TRECHO DE ORIGEM:
--*--

Por Hermes C. Fernandes

Imagine se pudéssemos viajar no tempo, e impedir que alguns fatos ocorressem. E se viajássemos ao tempo de nossos avós paternos, e acidentalmente impedíssemos que eles se conhecessem? Logo, nosso pai não nasceria, o que, conseqüentemente impediria nosso nascimento. Então, como poderíamos ter viajado no tempo, se jamais teríamos nascido? Trata-se de um paradoxo. Os defensores da possibilidade de viagens no tempo dizem que isso criaria um universo paralelo, ou uma realidade alternativa. Seria como se o rio do tempo se bifurcasse, formando, então, dois leitos distintos. Numa realidade, continuaríamos a existir normalmente, enquanto que, na outra jamais teríamos nascido.

--*--

DADOS APRESENTADOS:

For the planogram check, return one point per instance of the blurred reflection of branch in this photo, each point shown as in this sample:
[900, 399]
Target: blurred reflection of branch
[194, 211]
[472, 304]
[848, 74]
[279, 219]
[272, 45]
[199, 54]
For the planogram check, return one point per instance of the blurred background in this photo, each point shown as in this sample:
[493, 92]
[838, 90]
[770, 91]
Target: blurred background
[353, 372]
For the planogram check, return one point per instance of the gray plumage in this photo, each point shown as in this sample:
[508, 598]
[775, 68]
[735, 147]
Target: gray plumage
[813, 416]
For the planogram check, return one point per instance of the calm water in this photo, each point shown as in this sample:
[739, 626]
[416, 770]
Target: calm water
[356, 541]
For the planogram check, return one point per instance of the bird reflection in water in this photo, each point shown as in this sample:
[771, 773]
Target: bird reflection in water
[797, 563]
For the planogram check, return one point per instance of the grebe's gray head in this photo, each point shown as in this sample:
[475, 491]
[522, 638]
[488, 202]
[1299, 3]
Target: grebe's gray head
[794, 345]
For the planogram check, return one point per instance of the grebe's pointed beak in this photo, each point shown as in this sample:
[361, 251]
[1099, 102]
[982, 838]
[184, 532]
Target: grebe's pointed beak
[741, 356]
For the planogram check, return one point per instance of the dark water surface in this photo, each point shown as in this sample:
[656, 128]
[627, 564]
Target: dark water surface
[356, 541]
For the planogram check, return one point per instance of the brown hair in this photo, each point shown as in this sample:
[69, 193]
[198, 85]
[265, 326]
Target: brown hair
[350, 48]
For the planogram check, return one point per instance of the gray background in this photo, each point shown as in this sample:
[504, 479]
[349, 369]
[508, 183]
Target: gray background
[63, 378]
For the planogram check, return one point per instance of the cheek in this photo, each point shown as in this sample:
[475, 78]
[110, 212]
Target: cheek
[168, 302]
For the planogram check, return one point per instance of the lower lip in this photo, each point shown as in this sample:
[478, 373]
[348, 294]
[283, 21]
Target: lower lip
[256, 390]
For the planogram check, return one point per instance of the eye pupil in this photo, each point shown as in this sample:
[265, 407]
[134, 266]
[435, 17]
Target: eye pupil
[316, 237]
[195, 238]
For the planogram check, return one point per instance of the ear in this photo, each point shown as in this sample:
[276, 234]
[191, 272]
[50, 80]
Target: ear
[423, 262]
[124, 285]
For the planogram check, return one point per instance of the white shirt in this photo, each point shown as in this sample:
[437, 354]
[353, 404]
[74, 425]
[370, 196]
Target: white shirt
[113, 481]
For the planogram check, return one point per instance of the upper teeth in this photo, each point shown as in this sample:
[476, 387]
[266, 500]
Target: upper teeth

--*--

PROBLEMA PROPOSTO 1: Com base no trecho sobre viagem no tempo, explique por que impedir o encontro dos avós paternos tornaria a própria viagem impossível. Use de uma a três frases.
PROBLEMA PROPOSTO 2: Prossiga o trecho sobre viagem no tempo a partir da última frase apresentada.
Os dados não têm relação com o trecho.

RESPOSTA ESPERADA 1: Se os avós paternos não se conhecessem, o pai não nasceria, e isso impediria o nascimento do próprio viajante. Sem ter nascido, ele jamais poderia ter viajado no tempo, o que constitui um paradoxo.

RESPOSTA ESPERADA 2:
No filme “De volta para o futuro” acontece algo semelhante. O protagonista do filme é enviado ao passado, provocando uma cadeia de eventos que inviabilizaria seu nascimento no futuro. Entre tais acontecimentos inusitados, sua mãe se apaixona por ele, sem perceber que ele era seu próprio filho. De repente, ele percebe que na fotografia que trouxe do futuro, ele e seus irmãos começam a desaparecer, indicando assim que seu futuro fora comprometido. Como se não bastasse, durante um baile de escola em que ele se apresenta com a banda, ele mesmo começa a desaparecer. Se ele jamais nasceu, ele não poderia estar ali. Ele agora dispõe de pouquíssimo tempo para conseguir reverter a situação, promovendo um encontro entre sua mãe e seu pai. É claro que tudo isso não passa de ficção científica (e das boas!). Não é à toa que este é um dos meus filmes prediletos.

Mas vamos exercitar um pouco a nossa imaginação… Imagine que Deus, em Sua infinita sabedoria, antes dos tempos eternos, tinha diante de Si todas as possibilidades disponíveis. Cada nova decisão que tomássemos na vida abriria um leque de infinitas possibilidades. De repente, Deus bate o martelo e decreta qual seria a cadeia de acontecimentos, e como estes se entrelaçariam, conectando assim as histórias de todas as suas criaturas, formando a grande malha da História.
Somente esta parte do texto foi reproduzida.